▽
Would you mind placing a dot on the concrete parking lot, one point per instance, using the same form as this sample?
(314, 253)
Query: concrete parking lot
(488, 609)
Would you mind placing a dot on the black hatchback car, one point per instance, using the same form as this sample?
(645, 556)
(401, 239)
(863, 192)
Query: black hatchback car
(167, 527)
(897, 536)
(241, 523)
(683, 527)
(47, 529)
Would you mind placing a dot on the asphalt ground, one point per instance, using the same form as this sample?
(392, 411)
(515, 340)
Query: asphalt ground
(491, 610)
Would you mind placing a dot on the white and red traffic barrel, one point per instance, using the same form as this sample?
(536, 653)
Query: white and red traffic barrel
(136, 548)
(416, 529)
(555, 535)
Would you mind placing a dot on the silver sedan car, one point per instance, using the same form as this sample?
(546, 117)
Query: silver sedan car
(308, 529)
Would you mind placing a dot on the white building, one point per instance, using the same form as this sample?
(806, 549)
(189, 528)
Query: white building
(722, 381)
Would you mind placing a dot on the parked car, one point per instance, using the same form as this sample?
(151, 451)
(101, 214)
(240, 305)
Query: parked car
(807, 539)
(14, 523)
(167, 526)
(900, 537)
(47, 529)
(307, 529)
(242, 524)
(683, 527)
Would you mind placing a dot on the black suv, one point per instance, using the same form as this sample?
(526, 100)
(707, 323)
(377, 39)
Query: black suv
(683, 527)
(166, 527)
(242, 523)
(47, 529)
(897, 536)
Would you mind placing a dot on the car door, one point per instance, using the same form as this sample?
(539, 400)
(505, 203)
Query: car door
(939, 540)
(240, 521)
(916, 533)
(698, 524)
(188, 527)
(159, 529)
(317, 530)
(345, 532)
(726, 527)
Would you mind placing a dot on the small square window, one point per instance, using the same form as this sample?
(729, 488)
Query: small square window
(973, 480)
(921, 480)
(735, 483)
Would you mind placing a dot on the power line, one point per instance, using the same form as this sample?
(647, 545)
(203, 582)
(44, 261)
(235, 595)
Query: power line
△
**REQUIRED WORK:** Reproduce the entire listing above word for word, from its first line through its last.

**EXERCISE SOLUTION:**
Would you mind placing a dot on the concrete parking lot, one point per instance, using the same form as this sample?
(314, 253)
Query: concrete parking lot
(488, 609)
Would you mind placing a dot on the black hatchback car, one point per instance, using the same form as this sample?
(645, 556)
(401, 239)
(863, 192)
Query: black hatchback car
(167, 527)
(897, 536)
(241, 523)
(683, 527)
(47, 529)
Would you mind placing a dot on the asphalt ground, one point per instance, using the same form as this sample?
(392, 411)
(515, 340)
Query: asphalt ground
(491, 610)
Would you mind placing a dot on the white and red traffic barrel, one point per instance, using the same form as this sample?
(536, 653)
Query: white and red traffic barrel
(136, 548)
(416, 529)
(555, 535)
Would you mind placing a dot on the silver sedan car, one point per instance, using the same form as this sample?
(546, 117)
Query: silver sedan car
(308, 529)
Would you mind placing a dot on the white building, one point per instance, using the same form as this sample?
(806, 549)
(189, 528)
Query: white building
(722, 381)
Would you mind placing a dot on the parked car, one point per instance, using the same form as this sample?
(151, 451)
(101, 214)
(240, 305)
Query: parked car
(807, 539)
(14, 523)
(167, 526)
(900, 537)
(47, 529)
(307, 529)
(242, 524)
(683, 527)
Would you mind placing a dot on the black suv, one point per instance, using the same form as this sample?
(526, 100)
(707, 323)
(377, 39)
Query: black suv
(683, 527)
(166, 527)
(242, 523)
(47, 529)
(897, 536)
Would you mind placing a dot on the car door, one point per instance, using the same form as this sample?
(539, 400)
(505, 203)
Query: car door
(939, 540)
(240, 521)
(916, 533)
(698, 524)
(188, 527)
(159, 529)
(317, 530)
(345, 532)
(726, 527)
Would you mind placing a dot on the small square window, one point per instance, using the same form as this sample?
(729, 488)
Query: small square window
(973, 480)
(921, 480)
(735, 483)
Would you mind placing a dot on the power line, one point per instance, using the same form as this sample?
(647, 545)
(203, 582)
(44, 261)
(235, 595)
Query: power line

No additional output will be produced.